━━ Material for this task

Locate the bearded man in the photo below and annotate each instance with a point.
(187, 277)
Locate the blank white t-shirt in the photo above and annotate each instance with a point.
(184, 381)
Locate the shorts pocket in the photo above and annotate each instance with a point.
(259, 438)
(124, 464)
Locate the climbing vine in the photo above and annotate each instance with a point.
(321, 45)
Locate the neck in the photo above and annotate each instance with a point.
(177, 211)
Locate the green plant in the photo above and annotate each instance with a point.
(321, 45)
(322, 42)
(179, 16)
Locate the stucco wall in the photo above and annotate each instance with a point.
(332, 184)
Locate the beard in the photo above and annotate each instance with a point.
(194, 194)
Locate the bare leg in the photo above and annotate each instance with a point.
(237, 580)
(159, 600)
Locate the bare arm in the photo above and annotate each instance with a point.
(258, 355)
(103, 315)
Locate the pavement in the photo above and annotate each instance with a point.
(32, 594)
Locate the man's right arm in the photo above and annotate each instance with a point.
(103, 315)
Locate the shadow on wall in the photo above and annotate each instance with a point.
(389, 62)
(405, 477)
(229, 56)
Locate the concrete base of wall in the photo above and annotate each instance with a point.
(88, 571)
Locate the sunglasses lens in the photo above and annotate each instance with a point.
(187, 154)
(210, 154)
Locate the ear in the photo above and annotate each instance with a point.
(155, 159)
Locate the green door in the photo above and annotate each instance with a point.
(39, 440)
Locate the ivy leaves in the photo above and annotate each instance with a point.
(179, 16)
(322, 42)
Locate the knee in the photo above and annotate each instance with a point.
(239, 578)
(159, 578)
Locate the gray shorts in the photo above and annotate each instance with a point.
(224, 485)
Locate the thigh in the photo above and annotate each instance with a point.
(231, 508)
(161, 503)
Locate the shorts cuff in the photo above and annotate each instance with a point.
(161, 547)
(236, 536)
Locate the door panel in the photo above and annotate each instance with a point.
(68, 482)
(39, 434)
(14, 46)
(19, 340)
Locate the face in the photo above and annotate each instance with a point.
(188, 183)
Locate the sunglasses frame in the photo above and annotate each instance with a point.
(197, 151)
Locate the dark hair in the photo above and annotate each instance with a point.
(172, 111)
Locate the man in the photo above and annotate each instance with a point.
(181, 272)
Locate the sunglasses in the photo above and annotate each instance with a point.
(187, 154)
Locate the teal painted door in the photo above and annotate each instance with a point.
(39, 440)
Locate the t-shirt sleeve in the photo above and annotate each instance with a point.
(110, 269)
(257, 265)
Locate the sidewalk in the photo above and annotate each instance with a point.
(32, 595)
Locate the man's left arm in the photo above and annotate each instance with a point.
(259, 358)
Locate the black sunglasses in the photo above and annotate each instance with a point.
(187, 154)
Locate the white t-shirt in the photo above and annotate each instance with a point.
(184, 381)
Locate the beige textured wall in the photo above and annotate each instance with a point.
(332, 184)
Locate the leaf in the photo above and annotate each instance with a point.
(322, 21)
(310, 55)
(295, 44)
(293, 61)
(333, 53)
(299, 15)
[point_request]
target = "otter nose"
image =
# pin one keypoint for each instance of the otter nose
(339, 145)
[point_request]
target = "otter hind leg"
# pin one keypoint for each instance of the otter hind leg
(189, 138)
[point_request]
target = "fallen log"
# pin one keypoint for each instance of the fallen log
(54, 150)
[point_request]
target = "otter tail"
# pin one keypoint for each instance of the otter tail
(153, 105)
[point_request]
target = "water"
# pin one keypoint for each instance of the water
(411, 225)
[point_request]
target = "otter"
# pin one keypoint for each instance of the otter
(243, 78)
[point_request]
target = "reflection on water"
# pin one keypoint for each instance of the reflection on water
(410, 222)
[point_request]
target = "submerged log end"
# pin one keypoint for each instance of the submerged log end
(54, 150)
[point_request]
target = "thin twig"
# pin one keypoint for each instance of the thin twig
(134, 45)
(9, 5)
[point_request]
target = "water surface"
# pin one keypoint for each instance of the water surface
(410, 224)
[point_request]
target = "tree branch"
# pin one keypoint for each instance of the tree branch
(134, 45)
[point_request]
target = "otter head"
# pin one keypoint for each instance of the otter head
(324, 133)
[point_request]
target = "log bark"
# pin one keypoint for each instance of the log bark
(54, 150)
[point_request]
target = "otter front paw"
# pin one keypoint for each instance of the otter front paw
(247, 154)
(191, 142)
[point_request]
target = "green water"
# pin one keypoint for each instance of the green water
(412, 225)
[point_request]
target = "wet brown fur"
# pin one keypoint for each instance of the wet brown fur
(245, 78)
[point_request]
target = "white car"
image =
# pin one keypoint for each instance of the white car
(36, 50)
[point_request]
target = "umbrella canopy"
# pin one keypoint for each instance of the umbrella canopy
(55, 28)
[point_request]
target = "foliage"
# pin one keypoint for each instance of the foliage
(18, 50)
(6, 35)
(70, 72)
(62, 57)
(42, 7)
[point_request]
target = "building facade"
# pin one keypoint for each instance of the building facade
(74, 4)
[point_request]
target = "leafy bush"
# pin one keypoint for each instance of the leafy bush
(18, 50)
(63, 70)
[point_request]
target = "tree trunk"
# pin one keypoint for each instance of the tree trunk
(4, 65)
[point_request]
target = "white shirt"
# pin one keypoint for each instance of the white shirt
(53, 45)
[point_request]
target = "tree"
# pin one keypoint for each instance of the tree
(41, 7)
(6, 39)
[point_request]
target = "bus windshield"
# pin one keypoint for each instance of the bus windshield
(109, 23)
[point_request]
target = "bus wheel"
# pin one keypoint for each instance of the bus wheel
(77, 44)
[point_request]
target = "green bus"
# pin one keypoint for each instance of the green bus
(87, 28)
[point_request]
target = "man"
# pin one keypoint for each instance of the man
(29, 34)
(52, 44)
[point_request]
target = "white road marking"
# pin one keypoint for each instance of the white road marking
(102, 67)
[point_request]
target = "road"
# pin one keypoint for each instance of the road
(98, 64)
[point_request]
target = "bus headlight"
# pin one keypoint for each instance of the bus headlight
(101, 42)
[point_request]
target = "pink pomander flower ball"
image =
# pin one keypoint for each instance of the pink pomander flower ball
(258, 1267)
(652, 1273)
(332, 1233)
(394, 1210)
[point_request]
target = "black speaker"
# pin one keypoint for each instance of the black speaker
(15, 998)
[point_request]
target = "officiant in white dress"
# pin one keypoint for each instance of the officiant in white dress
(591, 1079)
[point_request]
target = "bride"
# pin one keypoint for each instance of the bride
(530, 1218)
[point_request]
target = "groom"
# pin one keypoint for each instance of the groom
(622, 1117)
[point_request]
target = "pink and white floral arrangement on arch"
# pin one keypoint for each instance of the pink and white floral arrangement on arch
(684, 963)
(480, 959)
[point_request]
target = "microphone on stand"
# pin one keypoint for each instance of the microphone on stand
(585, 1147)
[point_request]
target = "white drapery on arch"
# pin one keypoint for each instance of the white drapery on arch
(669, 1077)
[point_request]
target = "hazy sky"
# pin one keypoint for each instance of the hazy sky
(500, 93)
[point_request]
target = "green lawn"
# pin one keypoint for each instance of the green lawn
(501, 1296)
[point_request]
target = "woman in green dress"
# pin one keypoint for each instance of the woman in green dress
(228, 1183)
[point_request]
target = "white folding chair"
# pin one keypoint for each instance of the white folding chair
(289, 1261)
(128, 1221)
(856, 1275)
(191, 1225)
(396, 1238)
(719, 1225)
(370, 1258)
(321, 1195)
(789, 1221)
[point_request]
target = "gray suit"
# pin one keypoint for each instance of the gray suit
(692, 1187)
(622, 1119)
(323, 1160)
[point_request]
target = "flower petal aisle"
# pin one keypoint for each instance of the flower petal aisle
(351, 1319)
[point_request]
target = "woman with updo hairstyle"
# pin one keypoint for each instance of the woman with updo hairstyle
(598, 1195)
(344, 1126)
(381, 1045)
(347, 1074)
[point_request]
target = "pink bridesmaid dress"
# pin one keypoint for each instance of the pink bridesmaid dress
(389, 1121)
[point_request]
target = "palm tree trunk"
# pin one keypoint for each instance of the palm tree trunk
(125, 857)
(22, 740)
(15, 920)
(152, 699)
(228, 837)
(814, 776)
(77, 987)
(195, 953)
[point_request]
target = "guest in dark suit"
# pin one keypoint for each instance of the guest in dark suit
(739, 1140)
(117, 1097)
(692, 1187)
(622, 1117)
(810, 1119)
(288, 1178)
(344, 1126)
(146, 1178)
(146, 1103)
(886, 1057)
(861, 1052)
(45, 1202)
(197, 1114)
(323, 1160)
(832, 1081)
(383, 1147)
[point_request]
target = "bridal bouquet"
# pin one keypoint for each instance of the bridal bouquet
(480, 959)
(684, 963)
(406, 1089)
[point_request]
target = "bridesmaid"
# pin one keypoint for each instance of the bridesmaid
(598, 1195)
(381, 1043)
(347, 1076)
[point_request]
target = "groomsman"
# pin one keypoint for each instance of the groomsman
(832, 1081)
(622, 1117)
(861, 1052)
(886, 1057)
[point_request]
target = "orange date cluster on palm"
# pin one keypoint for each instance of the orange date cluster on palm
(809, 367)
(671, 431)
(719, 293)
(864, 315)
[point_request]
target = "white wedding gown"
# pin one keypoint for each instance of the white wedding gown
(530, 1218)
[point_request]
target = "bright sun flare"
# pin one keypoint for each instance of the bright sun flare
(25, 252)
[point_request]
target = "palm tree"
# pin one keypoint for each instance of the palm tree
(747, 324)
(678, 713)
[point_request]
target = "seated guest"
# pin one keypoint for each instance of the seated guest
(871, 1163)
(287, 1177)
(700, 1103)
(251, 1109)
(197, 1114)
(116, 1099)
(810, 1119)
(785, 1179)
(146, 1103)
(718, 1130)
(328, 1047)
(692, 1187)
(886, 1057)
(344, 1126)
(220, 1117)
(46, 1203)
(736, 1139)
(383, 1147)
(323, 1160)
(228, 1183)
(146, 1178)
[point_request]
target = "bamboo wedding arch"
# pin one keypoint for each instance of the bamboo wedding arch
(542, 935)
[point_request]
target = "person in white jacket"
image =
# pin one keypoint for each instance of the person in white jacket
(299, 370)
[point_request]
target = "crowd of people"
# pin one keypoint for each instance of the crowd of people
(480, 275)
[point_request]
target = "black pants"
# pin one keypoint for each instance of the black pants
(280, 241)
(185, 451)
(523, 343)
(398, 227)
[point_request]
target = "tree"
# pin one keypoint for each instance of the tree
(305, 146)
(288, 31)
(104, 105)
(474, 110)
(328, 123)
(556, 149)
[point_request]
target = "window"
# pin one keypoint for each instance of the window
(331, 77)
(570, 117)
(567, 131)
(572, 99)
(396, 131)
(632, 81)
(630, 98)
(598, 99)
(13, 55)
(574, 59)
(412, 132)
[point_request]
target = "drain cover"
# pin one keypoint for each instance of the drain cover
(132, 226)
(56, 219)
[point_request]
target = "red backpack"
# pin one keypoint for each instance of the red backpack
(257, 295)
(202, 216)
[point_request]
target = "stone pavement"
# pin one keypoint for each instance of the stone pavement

━━━━

**Required work**
Looking at the records above, count the lines where the word "stone" appears. State only the number.

**Completed task**
2